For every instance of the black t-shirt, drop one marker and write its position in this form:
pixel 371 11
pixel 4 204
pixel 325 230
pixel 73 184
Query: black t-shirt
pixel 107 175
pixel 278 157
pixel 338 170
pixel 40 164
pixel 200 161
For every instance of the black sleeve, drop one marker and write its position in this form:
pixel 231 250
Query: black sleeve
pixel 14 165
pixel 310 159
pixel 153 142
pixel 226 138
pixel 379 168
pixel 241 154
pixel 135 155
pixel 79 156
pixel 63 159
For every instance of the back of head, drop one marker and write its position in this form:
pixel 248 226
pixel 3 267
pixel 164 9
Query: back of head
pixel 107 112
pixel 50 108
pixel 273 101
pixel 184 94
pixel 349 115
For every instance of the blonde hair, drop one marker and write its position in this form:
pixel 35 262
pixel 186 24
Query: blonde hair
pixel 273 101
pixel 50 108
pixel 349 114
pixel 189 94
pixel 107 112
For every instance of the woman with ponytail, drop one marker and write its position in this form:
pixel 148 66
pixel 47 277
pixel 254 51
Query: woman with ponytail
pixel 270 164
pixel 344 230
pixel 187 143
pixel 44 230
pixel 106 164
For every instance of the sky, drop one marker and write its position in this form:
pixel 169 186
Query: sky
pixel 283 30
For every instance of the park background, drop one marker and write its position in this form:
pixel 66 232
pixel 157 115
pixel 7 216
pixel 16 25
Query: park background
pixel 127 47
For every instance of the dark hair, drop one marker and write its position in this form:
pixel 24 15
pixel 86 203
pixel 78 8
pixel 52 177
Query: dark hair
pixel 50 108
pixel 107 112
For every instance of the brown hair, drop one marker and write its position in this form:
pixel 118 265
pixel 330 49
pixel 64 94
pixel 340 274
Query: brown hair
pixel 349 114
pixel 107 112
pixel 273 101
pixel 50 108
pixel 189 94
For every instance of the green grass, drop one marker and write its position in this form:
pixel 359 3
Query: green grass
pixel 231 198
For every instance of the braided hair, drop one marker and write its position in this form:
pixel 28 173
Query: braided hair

**WHAT THE EXERCISE ASKS:**
Can you write out the listing above again, replacing every "drop one marker" with "place a single point" and leaving everything else unchanged?

**ANSWER TO THIS PROBLEM:**
For every instance of the black t-shirt, place a single point and write its position in this form:
pixel 371 11
pixel 4 204
pixel 325 230
pixel 73 184
Query: black t-shirt
pixel 107 175
pixel 278 157
pixel 338 170
pixel 40 164
pixel 200 161
For every instance of the black sleeve, place a single point and write its position in this form:
pixel 231 250
Query: black sleeve
pixel 14 165
pixel 310 159
pixel 153 142
pixel 226 138
pixel 379 168
pixel 241 154
pixel 135 155
pixel 79 156
pixel 63 159
For every instance of the back of head, place a single point and write its position in this form:
pixel 248 226
pixel 3 267
pixel 164 9
Query: back of head
pixel 107 112
pixel 50 108
pixel 273 101
pixel 184 94
pixel 349 115
For every instance of the blonde hair, place a single point and write its position in this form:
pixel 35 262
pixel 186 24
Query: blonde hair
pixel 273 101
pixel 50 108
pixel 349 114
pixel 189 94
pixel 107 112
For every instance of the woman with ponytail, place a single point and write its position in this form:
pixel 148 66
pixel 47 277
pixel 254 51
Query: woman with ponytail
pixel 270 164
pixel 344 230
pixel 187 143
pixel 44 230
pixel 106 164
For every instance of the sky, place a single point and write its position in this form:
pixel 169 186
Query: sky
pixel 283 30
For every instance of the park background, place a single point and write its position in this form:
pixel 66 232
pixel 157 115
pixel 7 216
pixel 16 25
Query: park background
pixel 127 47
For every instance of the dark hair, place a single point and write its position in this form:
pixel 24 15
pixel 86 203
pixel 78 8
pixel 52 177
Query: dark hair
pixel 50 108
pixel 107 112
For every instance of the brown hair, place a single point and write its position in this form:
pixel 118 265
pixel 330 49
pixel 64 94
pixel 340 274
Query: brown hair
pixel 349 114
pixel 107 112
pixel 273 101
pixel 50 108
pixel 189 94
For every instance of the green grass, place a single point and write its position in this form:
pixel 359 3
Query: green grass
pixel 231 198
For every instance of the braided hair, place a single point and write its position in this form:
pixel 28 173
Query: braided hair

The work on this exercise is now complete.